= EXCERPTED RECORDS =
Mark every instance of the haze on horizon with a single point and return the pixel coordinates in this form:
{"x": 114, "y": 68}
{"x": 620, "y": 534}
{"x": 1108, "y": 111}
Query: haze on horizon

= EXERCISE PROMPT =
Rewrite the records, replacing "haze" with "mist" and leaving everything else unchanged.

= RESPONSE =
Mark every instance of the mist on horizon with a single point and return the pixel coordinates in this form:
{"x": 114, "y": 68}
{"x": 620, "y": 534}
{"x": 1108, "y": 111}
Query: mist on horizon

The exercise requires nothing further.